» Job
Quote precisely the final stretch of the listing: start at the line containing "Expected: a single pin indicated on each instance of the lake" and stop after the last line.

» Data records

+ + + + + + +

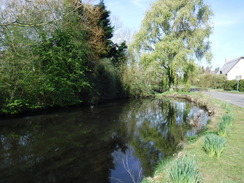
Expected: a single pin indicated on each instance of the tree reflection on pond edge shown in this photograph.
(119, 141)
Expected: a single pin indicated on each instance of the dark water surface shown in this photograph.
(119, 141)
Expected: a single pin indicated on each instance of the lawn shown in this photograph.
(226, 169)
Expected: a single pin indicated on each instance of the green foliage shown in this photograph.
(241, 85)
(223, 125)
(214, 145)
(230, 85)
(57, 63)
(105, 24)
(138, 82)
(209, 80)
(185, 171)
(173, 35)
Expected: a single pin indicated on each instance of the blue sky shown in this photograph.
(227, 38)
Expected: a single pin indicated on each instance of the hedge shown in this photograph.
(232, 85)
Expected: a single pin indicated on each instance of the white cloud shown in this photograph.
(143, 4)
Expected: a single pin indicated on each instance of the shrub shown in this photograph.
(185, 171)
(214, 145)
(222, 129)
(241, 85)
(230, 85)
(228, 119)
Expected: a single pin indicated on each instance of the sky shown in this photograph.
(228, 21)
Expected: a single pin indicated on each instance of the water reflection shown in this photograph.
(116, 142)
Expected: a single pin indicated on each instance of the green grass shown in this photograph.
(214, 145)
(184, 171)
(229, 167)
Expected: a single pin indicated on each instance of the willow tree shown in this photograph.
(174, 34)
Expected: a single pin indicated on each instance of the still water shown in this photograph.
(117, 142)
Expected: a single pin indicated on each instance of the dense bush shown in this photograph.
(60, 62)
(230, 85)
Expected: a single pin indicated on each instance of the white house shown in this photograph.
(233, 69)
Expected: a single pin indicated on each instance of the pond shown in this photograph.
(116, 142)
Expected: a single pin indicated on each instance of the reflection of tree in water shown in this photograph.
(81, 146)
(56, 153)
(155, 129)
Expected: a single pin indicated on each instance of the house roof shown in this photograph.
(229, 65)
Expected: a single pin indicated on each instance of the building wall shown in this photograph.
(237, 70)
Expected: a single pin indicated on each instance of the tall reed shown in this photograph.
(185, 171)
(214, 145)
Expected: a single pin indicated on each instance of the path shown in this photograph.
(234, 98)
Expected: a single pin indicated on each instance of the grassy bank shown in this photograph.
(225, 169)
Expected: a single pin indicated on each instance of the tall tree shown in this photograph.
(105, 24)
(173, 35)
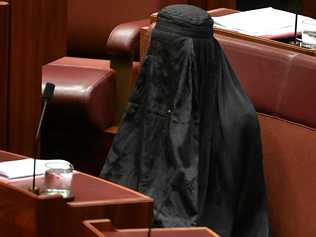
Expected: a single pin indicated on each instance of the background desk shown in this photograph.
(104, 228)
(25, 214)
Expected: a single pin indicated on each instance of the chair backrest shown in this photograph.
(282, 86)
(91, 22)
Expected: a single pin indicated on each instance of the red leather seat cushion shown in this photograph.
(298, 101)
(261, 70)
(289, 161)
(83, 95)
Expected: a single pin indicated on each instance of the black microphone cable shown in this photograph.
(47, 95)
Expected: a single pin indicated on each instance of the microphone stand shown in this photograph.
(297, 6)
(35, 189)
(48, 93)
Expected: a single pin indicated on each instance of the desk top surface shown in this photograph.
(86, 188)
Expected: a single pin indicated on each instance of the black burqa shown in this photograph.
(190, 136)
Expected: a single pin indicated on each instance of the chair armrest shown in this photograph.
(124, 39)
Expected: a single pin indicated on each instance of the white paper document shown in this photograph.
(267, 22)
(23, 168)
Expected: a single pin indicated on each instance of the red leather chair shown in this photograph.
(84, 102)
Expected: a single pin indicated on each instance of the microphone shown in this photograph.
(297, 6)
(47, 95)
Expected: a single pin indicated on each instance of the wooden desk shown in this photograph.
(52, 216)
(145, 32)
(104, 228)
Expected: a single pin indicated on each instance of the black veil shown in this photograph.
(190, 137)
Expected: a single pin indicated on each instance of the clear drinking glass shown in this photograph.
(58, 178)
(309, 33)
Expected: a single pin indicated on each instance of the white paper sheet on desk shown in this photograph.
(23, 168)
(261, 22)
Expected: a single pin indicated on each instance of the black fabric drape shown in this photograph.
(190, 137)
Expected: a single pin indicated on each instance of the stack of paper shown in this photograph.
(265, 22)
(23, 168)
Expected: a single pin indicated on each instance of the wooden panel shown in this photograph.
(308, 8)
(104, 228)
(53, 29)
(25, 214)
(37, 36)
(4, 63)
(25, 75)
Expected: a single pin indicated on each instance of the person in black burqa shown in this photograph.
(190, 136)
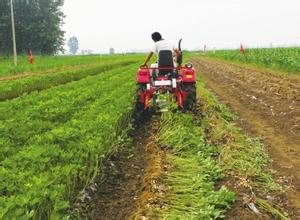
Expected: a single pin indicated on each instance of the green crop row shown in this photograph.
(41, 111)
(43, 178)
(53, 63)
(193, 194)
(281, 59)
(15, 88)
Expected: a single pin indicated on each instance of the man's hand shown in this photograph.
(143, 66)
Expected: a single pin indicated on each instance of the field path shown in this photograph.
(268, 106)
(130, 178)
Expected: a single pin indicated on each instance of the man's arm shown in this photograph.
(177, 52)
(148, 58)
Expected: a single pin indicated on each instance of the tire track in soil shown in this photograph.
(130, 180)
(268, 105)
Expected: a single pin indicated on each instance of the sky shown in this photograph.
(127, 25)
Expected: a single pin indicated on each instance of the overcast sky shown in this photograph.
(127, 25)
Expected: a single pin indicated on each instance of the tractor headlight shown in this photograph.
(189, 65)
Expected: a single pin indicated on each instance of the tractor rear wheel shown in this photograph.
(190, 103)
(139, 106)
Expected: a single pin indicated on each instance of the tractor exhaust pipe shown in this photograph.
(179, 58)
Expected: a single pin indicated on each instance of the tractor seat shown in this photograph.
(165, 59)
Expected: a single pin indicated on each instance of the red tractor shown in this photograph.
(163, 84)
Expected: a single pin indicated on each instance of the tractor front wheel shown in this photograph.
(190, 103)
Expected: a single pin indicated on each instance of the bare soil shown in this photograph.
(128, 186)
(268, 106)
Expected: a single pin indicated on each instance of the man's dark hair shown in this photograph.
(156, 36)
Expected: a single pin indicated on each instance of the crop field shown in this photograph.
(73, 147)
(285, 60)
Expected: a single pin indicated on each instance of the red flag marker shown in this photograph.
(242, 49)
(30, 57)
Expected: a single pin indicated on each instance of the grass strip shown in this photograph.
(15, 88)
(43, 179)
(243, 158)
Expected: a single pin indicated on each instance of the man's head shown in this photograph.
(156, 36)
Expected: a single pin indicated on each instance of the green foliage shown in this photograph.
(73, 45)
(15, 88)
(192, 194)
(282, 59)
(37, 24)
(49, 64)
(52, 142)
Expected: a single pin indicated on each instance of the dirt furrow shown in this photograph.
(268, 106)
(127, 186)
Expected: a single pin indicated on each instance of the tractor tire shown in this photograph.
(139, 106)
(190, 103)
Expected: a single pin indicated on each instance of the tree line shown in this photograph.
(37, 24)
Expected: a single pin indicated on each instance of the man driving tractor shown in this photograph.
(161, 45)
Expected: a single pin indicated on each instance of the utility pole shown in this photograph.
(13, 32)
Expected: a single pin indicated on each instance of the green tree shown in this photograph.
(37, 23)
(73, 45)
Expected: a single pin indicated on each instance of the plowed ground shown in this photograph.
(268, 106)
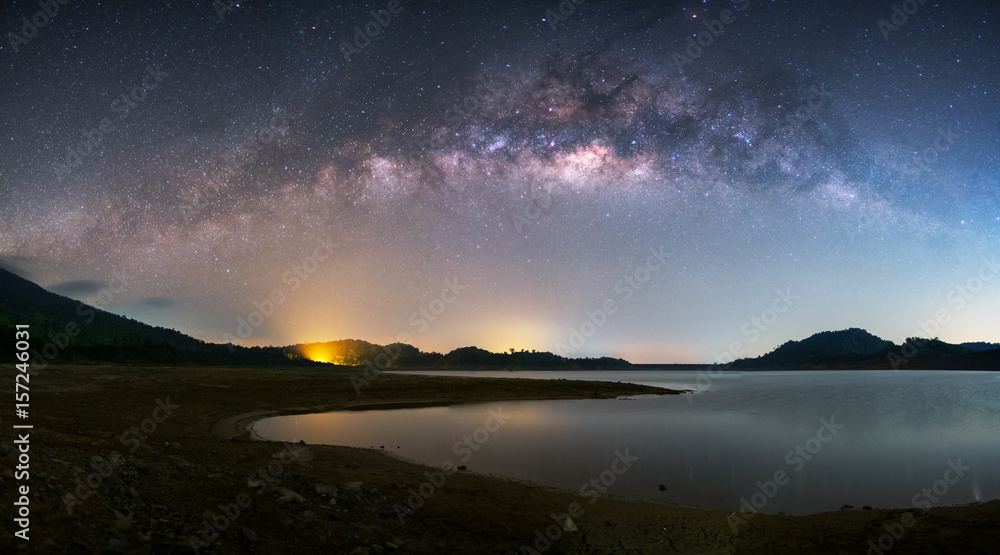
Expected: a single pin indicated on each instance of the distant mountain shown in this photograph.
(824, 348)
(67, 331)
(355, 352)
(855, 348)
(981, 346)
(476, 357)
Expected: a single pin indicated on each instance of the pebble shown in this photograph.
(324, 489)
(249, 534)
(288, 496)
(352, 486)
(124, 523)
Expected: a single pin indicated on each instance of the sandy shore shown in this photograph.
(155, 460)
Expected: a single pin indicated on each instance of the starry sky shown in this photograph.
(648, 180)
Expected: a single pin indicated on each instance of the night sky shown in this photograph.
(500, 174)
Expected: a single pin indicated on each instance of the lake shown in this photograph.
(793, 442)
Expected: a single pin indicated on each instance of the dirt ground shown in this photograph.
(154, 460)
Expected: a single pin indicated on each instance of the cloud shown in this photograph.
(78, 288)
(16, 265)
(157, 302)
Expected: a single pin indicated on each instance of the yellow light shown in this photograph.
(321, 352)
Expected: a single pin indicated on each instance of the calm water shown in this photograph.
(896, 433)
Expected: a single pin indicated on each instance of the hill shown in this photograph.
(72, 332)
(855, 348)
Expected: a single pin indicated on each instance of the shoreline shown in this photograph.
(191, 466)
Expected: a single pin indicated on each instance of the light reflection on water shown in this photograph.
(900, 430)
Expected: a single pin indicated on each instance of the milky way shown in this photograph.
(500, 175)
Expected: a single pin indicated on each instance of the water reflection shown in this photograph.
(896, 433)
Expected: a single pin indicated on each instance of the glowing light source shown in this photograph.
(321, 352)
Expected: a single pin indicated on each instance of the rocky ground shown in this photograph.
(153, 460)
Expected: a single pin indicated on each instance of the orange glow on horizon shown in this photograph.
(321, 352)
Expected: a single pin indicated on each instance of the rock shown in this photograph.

+ + + + + + +

» Exercise solution
Expected: a single pin indicated on each instance of the lake shown in this photograph.
(793, 442)
Expected: a single pin indicated on each instance of the dirt ground shown in this photograph.
(154, 460)
Expected: a single pin indicated on each instance of the cloud shown in this photograph.
(78, 288)
(16, 265)
(157, 302)
Expected: a single pin indicated on each instance of the yellow light shown in this photograph.
(321, 352)
Expected: a single pin indicated on each instance of the calm water shown in this photograph.
(896, 433)
Expected: a single pin indicated on each instance of the hill shown in this photograph.
(72, 332)
(855, 348)
Expected: a single pin indicated on each instance of the shoreline shown in this photograph.
(191, 466)
Expected: a single pin indicated on each instance of the light reflection on water shown in this photograph.
(900, 430)
Expected: a single pin indicated on each instance of the milky way shown in this photograph.
(500, 175)
Expected: a single pin indicated on each instance of the water reflection shown in this photograph.
(896, 433)
Expected: a single pin indicated on each instance of the glowing light source shown in this photograph.
(321, 352)
Expected: a single pin indicated on each instance of the rocky ground shown in this photograph.
(153, 460)
Expected: a single pin indicated on each instance of the orange glow on horizon shown in this photograph.
(321, 352)
Expected: a single pin indicated on each instance of the rock shown in this photograph.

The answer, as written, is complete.